* Werk het volgende uit
1 - Op welke datum is volgens het tekstfragment het contact tussen eiseres en haar gemachtigde opnieuw ontstaan?
2 - Herschrijf het tekstfragment vanaf "3. De rechtbank" tot en met "op het bestreden besluit.", waarbij je "rechtbank" vervangt door "rechter".

---------- Tekstfragment

2. Eiseres is het niet eens met het bestreden besluit. Zij voert aan dat zij weliswaar met onbekende bestemming was vertrokken en het contact met haar gemachtigde had verbroken, maar dat op 5 maart 2018 dit contact opnieuw is ontstaan. Eiseres voert aan uit angst het asielzoekerscentrum te hebben verlaten. Deze angst was ingegeven doordat haar procedure na doorzending naar de open asielprocedure niet spoedig is hervat en zij in de tussentijd van Cubaanse medebewoners van het asielzoekerscentrum hoorde dat alle asielaanvragen van Cubanen worden afgewezen. Er gingen verhalen rond dat de Nederlandse autoriteiten zouden samenwerken met de Cubaanse autoriteiten. Eiseres geeft aan spijt te hebben dat zij zich heeft verscholen en zij verzoekt daarom alsnog een nader gehoor te mogen ondergaan. Eiseres doet hierbij een beroep op artikel 83 van de Vw.
3. De rechtbank is van oordeel dat verweerder in redelijkheid de asielaanvraag van eiseres buiten behandeling heeft gesteld, nu niet wordt betwist dat eiseres met onbekende bestemming was vertrokken. De coulance die eiseres nu in de beroepsfase van verweerder vraagt om de procedure te mogen hervatten, heeft verweerder ter zitting afgewezen. Verweerder heeft aangegeven dat eiseres een herhaalde asielaanvraag zal moeten indienen. Dat tussen het eerste en nader gehoor een langere tijd is verstreken dan gepland en dat eiseres in de tussentijd bang is gemaakt door medebewoners, maakt niet dat verweerder gehouden is om terug te komen op het bestreden besluit.
4. De aanvraag is in redelijkheid buiten behandeling gesteld.

--------------------
---------- Verstrekte gegevens

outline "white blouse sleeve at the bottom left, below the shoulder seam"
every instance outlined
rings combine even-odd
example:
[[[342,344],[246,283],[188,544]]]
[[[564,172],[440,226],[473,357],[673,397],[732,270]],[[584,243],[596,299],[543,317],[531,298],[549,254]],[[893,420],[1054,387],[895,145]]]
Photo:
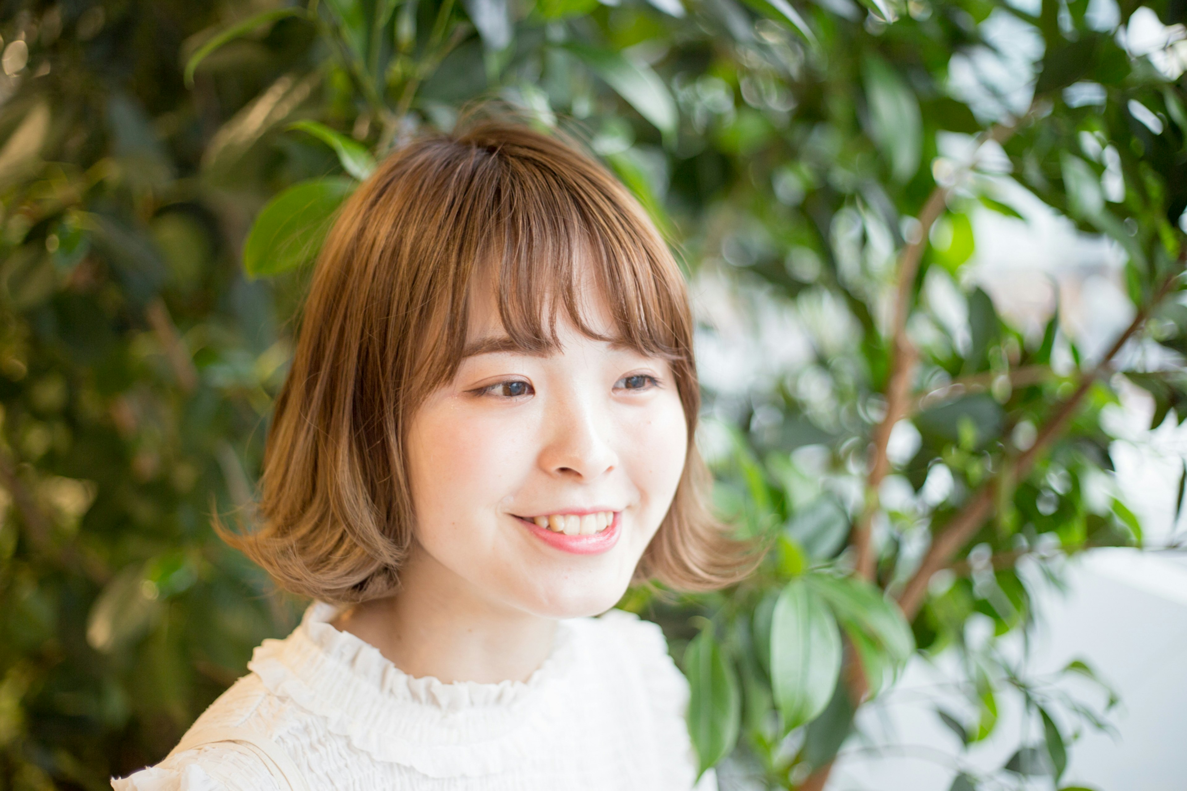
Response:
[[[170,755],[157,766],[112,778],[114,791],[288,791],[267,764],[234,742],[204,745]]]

--------------------
---------- Verstrekte gegevens

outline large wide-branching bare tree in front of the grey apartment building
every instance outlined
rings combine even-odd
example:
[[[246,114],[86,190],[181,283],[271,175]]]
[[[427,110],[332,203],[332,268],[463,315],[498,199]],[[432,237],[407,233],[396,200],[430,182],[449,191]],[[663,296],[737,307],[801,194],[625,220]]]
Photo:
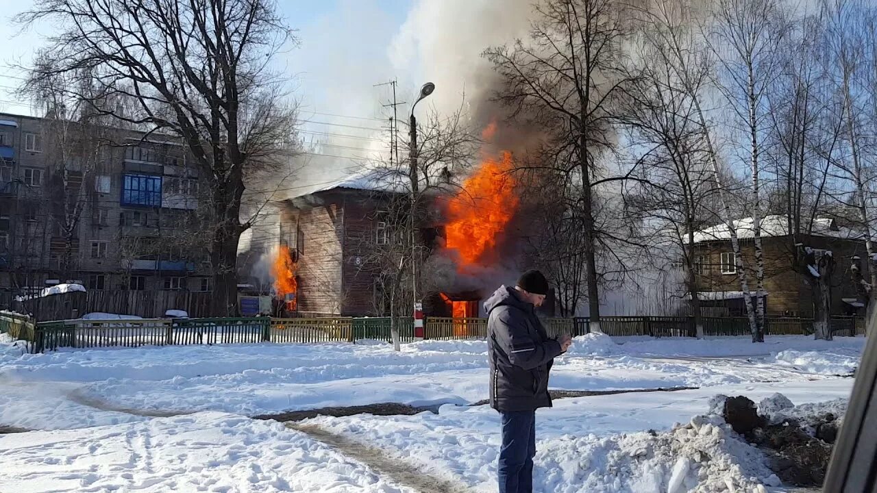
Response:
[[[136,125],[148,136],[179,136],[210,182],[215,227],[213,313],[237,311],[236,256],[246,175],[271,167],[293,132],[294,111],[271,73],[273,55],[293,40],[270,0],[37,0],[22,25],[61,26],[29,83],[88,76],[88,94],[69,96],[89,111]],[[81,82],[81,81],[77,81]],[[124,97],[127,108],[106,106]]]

--------------------
---------- Verstrekte gegevens

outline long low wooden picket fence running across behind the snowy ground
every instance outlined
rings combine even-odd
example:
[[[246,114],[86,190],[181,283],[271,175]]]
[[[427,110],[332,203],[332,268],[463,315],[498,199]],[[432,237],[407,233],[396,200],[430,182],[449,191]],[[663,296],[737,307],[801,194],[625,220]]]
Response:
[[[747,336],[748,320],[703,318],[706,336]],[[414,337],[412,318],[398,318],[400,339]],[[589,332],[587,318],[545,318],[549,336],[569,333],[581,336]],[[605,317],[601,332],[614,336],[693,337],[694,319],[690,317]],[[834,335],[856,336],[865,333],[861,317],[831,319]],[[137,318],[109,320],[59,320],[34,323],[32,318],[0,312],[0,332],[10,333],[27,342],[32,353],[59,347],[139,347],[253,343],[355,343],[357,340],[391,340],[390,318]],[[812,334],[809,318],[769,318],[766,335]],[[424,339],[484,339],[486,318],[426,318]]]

--------------------

* Uitwerkingen per opdracht
1 - Op 5 maart 2018.

2 -
3. De rechter is van oordeel dat verweerder in redelijkheid de asielaanvraag van eiseres buiten behandeling heeft gesteld, nu niet wordt betwist dat eiseres met onbekende bestemming was vertrokken. De coulance die eiseres nu in de beroepsfase van verweerder vraagt om de procedure te mogen hervatten, heeft verweerder ter zitting afgewezen. Verweerder heeft aangegeven dat eiseres een herhaalde asielaanvraag zal moeten indienen. Dat tussen het eerste en nader gehoor een langere tijd is verstreken dan gepland en dat eiseres in de tussentijd bang is gemaakt door medebewoners, maakt niet dat verweerder gehouden is om terug te komen op het bestreden besluit.